| | by admin | | posted on 26th June 2025 in Quakers in 100 Objects | | views 66 | |
The First Protest Against Slavery Marker remembers the time and place of North America's first-ever campaign against slavery — by Quakers against fellow Quakers.
In 1688, in the quiet settlement of Germantown, Pennsylvania, four German-speaking settlers — Francis Daniel Pastorius, Garret Hendericks, Derick op den Graeff, and Abraham op den Graeff — drafted a short but powerful petition. Written in clear, plain language and grounded in conscience, it protested the enslavement of Africans in the colonies. This document, known as the Germantown Protest Against Slavery, is widely recognised as the first written anti-slavery protest in North America.
The signers were Mennonites and Quakers, recently arrived from Europe, and deeply disturbed by the practice of slavery they found in the new land. Their petition was addressed to the local Monthly Meeting of Friends, urging their fellow Quakers to reflect on the moral contradiction between slavery and Christian teaching. The petition posed a deeply challenging question:
Pray, what thing in the world can be done worse towards us, than if men should rob or steal us away, & sell us for slaves to strange countries, separating husband from their wife and children? Being now this is not done in the manner we would be done at unto, we are against this traffic of men-body.
The statement rested on a simple principle: do unto others as you would have them do unto you.

□ □ □ □ □

◆ SHORT EXERCISE 1:
Rewrite every line of the records, requests included. Multiply each coordinate value in the answers (not in the requests or their format samples) by 2.4 and round to the nearest whole number, halves up, and omit the pictures.

◆ EXERCISE MATERIALS:

□ □ □ □ □

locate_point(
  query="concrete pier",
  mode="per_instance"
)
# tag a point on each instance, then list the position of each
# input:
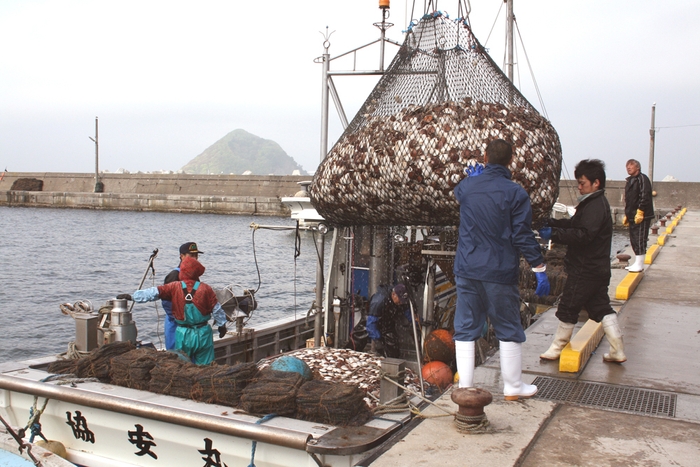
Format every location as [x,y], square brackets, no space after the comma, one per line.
[645,411]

□ □ □ □ □

◆ SHORT EXERCISE 2:
From the Germantown protest passage, translate this sentence into Spanish: "The statement rested on a simple principle: do unto others as you would have them do unto you."

◆ TASK SOLUTION 1:
locate_point(
  query="concrete pier",
  mode="per_instance"
)
# tag a point on each instance, then list the position of each
# input:
Format every location as [x,y], square brackets, no space after the comma, one per line.
[1548,986]

◆ TASK SOLUTION 2:
La declaración se basaba en un principio sencillo: haz a los demás lo que quisieras que ellos te hicieran a ti.